• INFORMATION GIVEN:
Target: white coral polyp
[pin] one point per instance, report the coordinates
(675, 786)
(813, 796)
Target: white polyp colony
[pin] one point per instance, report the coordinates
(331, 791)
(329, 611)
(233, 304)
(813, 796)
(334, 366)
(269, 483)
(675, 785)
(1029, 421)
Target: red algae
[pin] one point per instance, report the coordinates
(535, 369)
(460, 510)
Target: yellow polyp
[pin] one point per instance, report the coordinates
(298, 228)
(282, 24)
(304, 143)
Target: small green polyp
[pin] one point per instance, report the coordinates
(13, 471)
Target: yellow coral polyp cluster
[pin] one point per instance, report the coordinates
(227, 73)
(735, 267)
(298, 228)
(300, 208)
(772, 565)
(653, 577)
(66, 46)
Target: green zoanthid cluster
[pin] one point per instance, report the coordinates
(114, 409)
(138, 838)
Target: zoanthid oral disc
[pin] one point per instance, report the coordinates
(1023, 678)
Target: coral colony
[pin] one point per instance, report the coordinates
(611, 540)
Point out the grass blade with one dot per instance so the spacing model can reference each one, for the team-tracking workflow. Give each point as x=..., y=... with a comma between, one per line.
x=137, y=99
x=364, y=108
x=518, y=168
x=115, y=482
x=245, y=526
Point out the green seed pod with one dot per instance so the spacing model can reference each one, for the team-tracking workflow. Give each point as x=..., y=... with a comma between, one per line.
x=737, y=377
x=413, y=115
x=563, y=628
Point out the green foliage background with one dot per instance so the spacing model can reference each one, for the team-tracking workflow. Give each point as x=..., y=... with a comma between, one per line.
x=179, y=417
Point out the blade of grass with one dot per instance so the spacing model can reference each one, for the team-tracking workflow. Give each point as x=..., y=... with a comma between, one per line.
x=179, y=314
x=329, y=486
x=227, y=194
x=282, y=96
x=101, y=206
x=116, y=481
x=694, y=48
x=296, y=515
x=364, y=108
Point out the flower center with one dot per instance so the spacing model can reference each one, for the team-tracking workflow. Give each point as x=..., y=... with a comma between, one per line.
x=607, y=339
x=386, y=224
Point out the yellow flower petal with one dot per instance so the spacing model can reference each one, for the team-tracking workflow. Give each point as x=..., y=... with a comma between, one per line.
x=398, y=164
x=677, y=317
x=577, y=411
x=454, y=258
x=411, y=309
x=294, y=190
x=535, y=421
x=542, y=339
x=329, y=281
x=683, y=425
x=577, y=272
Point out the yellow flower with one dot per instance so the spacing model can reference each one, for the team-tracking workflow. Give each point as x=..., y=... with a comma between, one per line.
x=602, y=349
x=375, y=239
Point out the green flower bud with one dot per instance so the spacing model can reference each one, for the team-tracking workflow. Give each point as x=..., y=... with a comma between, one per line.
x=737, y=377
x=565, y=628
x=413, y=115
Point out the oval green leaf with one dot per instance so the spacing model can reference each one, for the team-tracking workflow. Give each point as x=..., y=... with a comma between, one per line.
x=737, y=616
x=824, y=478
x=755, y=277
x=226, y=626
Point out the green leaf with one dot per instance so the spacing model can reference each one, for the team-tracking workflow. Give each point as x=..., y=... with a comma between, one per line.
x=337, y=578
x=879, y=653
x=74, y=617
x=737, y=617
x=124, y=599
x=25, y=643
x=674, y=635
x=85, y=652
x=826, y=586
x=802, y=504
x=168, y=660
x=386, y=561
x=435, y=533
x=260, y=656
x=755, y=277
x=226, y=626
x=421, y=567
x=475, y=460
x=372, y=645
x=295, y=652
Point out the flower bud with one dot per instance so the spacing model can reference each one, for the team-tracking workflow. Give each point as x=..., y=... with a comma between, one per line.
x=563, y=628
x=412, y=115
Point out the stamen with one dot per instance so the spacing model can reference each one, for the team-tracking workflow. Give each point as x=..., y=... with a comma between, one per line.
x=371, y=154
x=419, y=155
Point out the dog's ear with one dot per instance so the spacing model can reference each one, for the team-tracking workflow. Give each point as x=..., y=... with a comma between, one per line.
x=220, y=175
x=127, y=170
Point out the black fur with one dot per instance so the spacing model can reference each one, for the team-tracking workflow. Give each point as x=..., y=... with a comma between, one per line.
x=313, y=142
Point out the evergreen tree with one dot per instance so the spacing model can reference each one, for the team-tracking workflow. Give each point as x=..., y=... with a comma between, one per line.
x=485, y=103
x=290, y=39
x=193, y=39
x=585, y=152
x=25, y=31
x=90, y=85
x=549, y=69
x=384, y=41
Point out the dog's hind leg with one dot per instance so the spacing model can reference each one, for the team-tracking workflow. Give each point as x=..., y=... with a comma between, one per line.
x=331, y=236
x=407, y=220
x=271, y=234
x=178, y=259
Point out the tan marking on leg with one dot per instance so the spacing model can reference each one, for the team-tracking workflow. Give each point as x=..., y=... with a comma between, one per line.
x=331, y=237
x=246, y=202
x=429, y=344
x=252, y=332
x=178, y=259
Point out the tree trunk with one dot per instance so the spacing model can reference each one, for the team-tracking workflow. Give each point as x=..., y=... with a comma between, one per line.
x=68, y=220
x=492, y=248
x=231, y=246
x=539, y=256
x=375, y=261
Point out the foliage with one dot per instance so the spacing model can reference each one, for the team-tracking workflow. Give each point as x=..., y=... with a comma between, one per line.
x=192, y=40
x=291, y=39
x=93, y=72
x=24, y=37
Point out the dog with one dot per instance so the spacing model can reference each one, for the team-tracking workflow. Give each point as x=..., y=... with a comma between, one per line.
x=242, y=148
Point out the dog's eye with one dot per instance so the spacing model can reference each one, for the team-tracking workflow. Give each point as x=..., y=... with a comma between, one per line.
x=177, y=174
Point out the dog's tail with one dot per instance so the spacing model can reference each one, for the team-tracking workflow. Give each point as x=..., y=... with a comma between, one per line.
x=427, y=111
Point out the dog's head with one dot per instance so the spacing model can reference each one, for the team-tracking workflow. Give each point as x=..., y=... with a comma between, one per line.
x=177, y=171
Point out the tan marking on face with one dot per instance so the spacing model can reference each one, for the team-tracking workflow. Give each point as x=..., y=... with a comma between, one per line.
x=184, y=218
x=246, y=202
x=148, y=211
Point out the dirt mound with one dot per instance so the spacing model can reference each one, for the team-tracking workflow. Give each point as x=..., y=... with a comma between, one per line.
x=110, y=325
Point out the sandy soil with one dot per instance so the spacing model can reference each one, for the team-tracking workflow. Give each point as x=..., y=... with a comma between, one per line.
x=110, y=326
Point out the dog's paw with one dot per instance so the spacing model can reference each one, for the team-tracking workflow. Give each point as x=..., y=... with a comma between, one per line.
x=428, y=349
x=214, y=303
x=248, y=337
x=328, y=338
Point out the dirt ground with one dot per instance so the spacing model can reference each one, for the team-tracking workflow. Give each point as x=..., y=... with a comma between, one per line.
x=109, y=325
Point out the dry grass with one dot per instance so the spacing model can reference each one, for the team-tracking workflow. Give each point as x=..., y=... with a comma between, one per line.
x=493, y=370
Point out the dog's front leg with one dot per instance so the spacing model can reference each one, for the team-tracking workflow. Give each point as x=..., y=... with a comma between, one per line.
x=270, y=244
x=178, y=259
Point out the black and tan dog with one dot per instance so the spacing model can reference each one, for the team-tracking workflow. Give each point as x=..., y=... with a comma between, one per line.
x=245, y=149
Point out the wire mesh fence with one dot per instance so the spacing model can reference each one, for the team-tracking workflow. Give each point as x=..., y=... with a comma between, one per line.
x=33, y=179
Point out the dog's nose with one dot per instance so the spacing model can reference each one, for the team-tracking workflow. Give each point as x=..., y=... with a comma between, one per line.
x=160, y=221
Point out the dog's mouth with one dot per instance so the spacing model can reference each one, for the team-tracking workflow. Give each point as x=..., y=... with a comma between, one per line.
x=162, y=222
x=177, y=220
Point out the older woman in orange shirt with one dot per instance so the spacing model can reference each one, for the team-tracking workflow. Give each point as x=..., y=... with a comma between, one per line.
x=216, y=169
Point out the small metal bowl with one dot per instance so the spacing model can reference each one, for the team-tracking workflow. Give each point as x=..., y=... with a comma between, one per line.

• THE EXERCISE: Turn the stretch of entries from the line containing "Point out the dog's paw" through the line containing "x=493, y=370", both included, into a JSON list of strings with one string per line, leaving out any blank lines.

• WRITTEN SOLUTION:
[
  "Point out the dog's paw with one dot per instance so the spacing model can reference each one, for the team-tracking workflow. Give each point as x=..., y=... with a comma between, one per line.",
  "x=428, y=349",
  "x=214, y=303",
  "x=248, y=337",
  "x=328, y=338",
  "Point out the dirt ground with one dot per instance so the spacing model can reference each one, for the team-tracking workflow. Give each point as x=..., y=... with a comma between, one per line.",
  "x=109, y=325",
  "Point out the dry grass with one dot per instance so the spacing model can reference each one, for the team-tracking workflow. Give each point as x=..., y=... with a comma between, one per line.",
  "x=493, y=370"
]